**WHAT IS ASKED:** Repeat every one of the rows below word for word, but leave the pictures out.

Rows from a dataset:
:::::

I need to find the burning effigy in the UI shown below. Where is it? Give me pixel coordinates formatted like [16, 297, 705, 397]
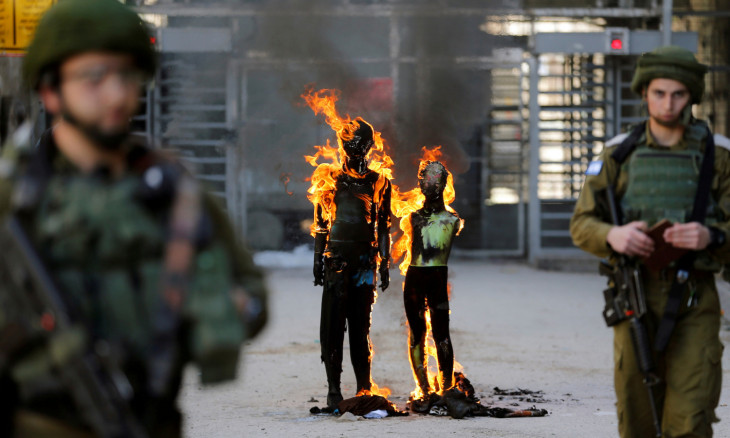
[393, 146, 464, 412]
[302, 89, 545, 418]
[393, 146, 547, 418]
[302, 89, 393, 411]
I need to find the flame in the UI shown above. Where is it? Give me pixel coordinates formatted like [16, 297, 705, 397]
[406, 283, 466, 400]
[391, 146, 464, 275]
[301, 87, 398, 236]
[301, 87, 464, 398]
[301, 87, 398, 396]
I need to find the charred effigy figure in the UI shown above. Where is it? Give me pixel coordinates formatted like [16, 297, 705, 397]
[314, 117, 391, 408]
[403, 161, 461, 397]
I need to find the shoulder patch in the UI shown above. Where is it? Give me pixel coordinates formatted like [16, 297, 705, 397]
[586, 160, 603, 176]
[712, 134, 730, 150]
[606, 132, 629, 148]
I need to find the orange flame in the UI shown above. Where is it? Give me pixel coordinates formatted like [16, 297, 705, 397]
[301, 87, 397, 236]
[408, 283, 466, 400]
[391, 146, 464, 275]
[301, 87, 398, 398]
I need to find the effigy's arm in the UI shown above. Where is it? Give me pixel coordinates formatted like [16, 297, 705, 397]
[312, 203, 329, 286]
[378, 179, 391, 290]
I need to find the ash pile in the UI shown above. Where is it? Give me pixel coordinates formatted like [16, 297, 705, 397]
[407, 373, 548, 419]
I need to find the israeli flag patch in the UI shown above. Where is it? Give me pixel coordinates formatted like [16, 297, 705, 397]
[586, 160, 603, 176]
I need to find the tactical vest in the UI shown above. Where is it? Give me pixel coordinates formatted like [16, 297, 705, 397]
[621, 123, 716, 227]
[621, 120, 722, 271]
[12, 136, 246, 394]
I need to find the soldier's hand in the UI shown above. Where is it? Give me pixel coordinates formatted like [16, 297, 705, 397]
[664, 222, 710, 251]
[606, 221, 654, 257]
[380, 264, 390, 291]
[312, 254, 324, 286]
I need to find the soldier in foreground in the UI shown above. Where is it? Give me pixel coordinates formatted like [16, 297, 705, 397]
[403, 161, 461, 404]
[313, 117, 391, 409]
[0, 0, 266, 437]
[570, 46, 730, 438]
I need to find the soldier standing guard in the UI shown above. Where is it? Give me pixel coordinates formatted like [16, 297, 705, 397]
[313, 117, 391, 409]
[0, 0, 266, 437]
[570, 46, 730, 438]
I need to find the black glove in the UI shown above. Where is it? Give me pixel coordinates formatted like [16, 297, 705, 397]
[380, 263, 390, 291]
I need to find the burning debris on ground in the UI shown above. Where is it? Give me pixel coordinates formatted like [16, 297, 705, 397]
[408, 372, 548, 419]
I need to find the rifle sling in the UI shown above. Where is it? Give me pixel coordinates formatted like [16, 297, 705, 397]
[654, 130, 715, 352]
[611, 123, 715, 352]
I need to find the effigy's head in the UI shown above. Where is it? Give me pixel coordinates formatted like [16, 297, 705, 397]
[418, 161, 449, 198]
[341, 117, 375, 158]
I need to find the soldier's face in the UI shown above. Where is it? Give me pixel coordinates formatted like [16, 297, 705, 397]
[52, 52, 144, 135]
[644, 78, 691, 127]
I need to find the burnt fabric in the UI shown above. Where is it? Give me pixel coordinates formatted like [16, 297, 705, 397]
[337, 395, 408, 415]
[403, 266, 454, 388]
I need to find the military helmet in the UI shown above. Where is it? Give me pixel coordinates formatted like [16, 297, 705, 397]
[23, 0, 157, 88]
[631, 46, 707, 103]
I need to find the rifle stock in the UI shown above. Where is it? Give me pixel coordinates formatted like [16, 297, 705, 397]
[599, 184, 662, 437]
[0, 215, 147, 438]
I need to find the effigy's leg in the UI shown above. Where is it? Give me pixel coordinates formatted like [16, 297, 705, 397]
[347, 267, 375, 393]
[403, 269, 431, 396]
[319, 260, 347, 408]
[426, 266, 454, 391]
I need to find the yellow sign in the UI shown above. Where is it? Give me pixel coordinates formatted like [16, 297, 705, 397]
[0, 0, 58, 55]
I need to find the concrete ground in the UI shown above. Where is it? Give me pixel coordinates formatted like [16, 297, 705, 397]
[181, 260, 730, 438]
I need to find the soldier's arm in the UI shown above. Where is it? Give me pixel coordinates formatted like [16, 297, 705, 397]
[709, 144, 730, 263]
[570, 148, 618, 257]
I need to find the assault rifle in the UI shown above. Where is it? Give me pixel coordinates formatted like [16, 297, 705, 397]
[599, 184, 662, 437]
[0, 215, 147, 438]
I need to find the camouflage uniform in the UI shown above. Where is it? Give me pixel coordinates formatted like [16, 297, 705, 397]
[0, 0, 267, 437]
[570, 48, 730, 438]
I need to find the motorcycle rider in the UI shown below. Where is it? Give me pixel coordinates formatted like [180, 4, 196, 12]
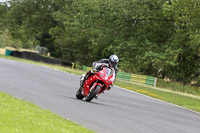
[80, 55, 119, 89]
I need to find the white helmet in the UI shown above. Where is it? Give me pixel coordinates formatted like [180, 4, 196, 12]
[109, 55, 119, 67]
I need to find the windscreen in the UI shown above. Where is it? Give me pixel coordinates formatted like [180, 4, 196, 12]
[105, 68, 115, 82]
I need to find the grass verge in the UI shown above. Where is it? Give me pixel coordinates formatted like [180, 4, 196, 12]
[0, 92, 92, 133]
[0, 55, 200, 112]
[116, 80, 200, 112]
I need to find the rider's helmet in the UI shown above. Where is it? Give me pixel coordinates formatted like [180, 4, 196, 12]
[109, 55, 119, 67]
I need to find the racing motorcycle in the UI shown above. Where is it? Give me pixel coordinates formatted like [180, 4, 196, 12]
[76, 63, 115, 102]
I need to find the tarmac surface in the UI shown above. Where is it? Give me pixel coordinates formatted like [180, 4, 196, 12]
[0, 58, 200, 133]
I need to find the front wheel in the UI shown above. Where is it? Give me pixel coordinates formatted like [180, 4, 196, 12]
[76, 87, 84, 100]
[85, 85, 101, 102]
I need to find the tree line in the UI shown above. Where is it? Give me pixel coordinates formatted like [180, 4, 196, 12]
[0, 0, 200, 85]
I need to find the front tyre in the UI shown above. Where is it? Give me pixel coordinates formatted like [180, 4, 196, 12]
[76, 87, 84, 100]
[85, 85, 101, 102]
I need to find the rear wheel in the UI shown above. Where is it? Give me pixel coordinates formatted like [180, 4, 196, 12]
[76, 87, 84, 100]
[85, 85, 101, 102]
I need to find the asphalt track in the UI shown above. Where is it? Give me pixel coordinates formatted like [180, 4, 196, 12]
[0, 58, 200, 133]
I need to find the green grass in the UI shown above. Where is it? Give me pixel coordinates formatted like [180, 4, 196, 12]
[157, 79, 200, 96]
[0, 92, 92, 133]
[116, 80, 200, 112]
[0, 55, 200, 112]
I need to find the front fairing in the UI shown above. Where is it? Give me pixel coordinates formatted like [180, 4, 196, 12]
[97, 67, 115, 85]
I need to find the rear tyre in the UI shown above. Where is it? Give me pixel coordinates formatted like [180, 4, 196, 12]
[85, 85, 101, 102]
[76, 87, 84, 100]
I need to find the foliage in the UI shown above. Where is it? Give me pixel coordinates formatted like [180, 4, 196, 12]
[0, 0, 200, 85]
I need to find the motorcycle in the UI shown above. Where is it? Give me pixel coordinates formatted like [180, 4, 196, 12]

:::::

**SOLUTION:**
I need to find the burning effigy in the UI shown below. Where is it? Give me pixel coordinates formatted like [16, 297, 705, 397]
[393, 146, 464, 412]
[302, 89, 545, 418]
[393, 146, 547, 418]
[302, 89, 393, 411]
I need to find the flame in the UI shown above. Where is it? Give me pixel coordinates formatted like [16, 297, 705, 397]
[406, 283, 466, 400]
[391, 146, 464, 275]
[301, 87, 398, 236]
[301, 87, 464, 398]
[301, 87, 398, 396]
I need to find the charred effigy figure in the UI shown above. Where is it? Give me pixel coordinates formatted like [16, 297, 705, 397]
[314, 117, 391, 408]
[403, 161, 461, 397]
I need to find the shoulder patch in the UI shown above. Where is it? Give me pixel coordinates formatted like [16, 297, 705, 397]
[586, 160, 603, 176]
[712, 134, 730, 150]
[606, 132, 629, 148]
I need to find the orange flame in the UI shown above. Where is it? Give me pixel coordinates formatted like [16, 297, 705, 397]
[301, 87, 397, 236]
[408, 283, 466, 400]
[391, 146, 464, 275]
[301, 87, 398, 398]
I need to find the effigy's arm in the UI shown above. Where is it? Give me pixel coordinates formatted like [16, 297, 705, 397]
[312, 203, 329, 286]
[378, 179, 391, 290]
I need to find the ash pile in the UI shown above. Where is it? Give me pixel coordinates formatted like [16, 297, 705, 397]
[407, 373, 548, 419]
I need to find the israeli flag patch in the UI shown above. Where is it? Give me pixel coordinates formatted like [16, 297, 705, 397]
[586, 160, 603, 176]
I need to find the tactical vest in the UI shown above. Where is it? Give me pixel coordinates formatted like [16, 297, 705, 397]
[621, 123, 716, 227]
[621, 120, 722, 271]
[12, 136, 246, 394]
I need to find the soldier's hand in the UI shown above. Where is it? Give me pixel coordinates formatted like [16, 297, 705, 397]
[664, 222, 710, 251]
[606, 221, 654, 257]
[380, 264, 390, 291]
[312, 254, 324, 286]
I need to find the soldier in foreground in the UI shown above. Where is it? Give me pixel coordinates formatted like [16, 297, 705, 397]
[403, 161, 461, 404]
[313, 117, 391, 409]
[0, 0, 266, 437]
[570, 46, 730, 438]
I need to find the soldier standing guard in the UI shown above. Where is it? Give me pixel coordinates formatted like [16, 297, 705, 397]
[313, 117, 391, 409]
[0, 0, 266, 437]
[570, 46, 730, 438]
I need to find the black glove in the UI shown above. Where is it? Give me pixel coordinates formatted like [16, 297, 705, 397]
[380, 263, 390, 291]
I need to find the burning debris on ground in the UI shown above. Where is it? Give me pixel coordinates formatted like [16, 297, 705, 397]
[408, 372, 548, 419]
I need to find the rifle sling in the UI shown above. Where is it? Give me pixel coordinates formatted like [16, 297, 705, 397]
[654, 130, 715, 352]
[611, 123, 715, 352]
I need to find the effigy's head in the UI shown above. Where is it? Give me pixel coordinates formatted like [16, 297, 705, 397]
[418, 161, 449, 198]
[341, 117, 375, 158]
I need to find the soldier's face in the UI shown above. Where is it? Give me pixel coordinates formatted like [16, 297, 705, 397]
[52, 52, 144, 135]
[644, 78, 691, 127]
I need to find the burnt fabric in the UI shown above. Where is it? Give me pixel coordinates formatted like [16, 297, 705, 397]
[337, 395, 408, 415]
[403, 266, 454, 388]
I need to find the military helmet in the UI shown above. Where is it? Give me pixel coordinates formatted like [16, 297, 705, 397]
[23, 0, 157, 88]
[631, 46, 707, 103]
I need to find the rifle stock in the UI shown above. Where is it? Give me pixel coordinates formatted like [16, 297, 705, 397]
[599, 184, 662, 437]
[0, 215, 147, 438]
I need to find the effigy's leg in the UI shown above. Where is it? Give me pixel coordinates formatted like [16, 297, 705, 397]
[347, 267, 375, 393]
[403, 269, 431, 396]
[319, 260, 347, 408]
[426, 266, 454, 391]
I need to find the yellow sign in the UI shown above. Where is it? Give me pixel coordinates formatted like [16, 297, 705, 397]
[0, 0, 58, 55]
I need to find the concrete ground in the UI shown above. Where is it? Give me pixel coordinates formatted like [16, 297, 705, 397]
[181, 260, 730, 438]
I need to find the soldier's arm in the UI shown above. Where is it? Give me pixel coordinates formatted like [16, 297, 705, 397]
[709, 144, 730, 263]
[570, 148, 618, 257]
I need to find the assault rifle in the UI shown above. Where is it? Give me pixel coordinates formatted like [16, 297, 705, 397]
[599, 184, 662, 437]
[0, 215, 147, 438]
I need to find the camouflage uniform in the UI shown above. Where is it? Give me pixel coordinates formatted like [16, 297, 705, 397]
[0, 0, 267, 437]
[570, 48, 730, 438]
I need to find the motorcycle rider in the UI shown below. Where is it? Give me pixel coordinates formatted like [180, 4, 196, 12]
[80, 55, 119, 89]
I need to find the white helmet in the UI shown above. Where is it? Give me pixel coordinates formatted like [180, 4, 196, 12]
[109, 55, 119, 67]
I need to find the windscreen in the UI shown above. Where is it? Give me pixel coordinates formatted like [180, 4, 196, 12]
[105, 68, 115, 82]
I need to find the grass verge in the UI shown above. Where is it? Give me pixel coordinates formatted like [180, 4, 196, 12]
[0, 92, 92, 133]
[0, 55, 200, 112]
[116, 80, 200, 112]
I need to find the rider's helmet in the UI shown above. Where is it? Give me pixel coordinates formatted like [180, 4, 196, 12]
[109, 55, 119, 67]
I need to find the racing motorcycle in the UI shown above. Where is it? Give me pixel coordinates formatted like [180, 4, 196, 12]
[76, 63, 115, 102]
I need to find the tarmac surface in the UI shown above. Where is it? Give me pixel coordinates formatted like [180, 4, 196, 12]
[0, 58, 200, 133]
I need to find the front wheel in the UI shown above. Where is it? Give me pixel coordinates formatted like [180, 4, 196, 12]
[76, 87, 84, 100]
[85, 85, 101, 102]
I need to find the tree line in the UI shown above. Where is it? Give me pixel coordinates formatted like [180, 4, 196, 12]
[0, 0, 200, 85]
I need to find the front tyre in the UI shown above. Where is it? Give me pixel coordinates formatted like [180, 4, 196, 12]
[76, 87, 84, 100]
[85, 85, 101, 102]
I need to find the rear wheel in the UI shown above. Where is it? Give me pixel coordinates formatted like [180, 4, 196, 12]
[76, 87, 84, 100]
[85, 85, 101, 102]
I need to find the asphalt track in the UI shown above. Where is it? Give me pixel coordinates formatted like [180, 4, 196, 12]
[0, 58, 200, 133]
I need to find the green grass in the UI shown above. Where is it? Give me pixel coordinates formatted like [180, 4, 196, 12]
[157, 79, 200, 96]
[0, 92, 92, 133]
[116, 80, 200, 112]
[0, 55, 200, 112]
I need to find the front fairing in the UI shown above. Where is it? Give me pixel coordinates formatted like [180, 4, 196, 12]
[97, 67, 115, 85]
I need to find the rear tyre in the UI shown above. Where is it? Give me pixel coordinates formatted like [180, 4, 196, 12]
[85, 85, 101, 102]
[76, 87, 84, 100]
I need to find the foliage in the UI shown above. Where is it? Give me pixel coordinates formatted like [180, 4, 196, 12]
[0, 0, 200, 85]
I need to find the motorcycle in the UI shown above. Where is it? Give me pixel coordinates formatted like [180, 4, 196, 12]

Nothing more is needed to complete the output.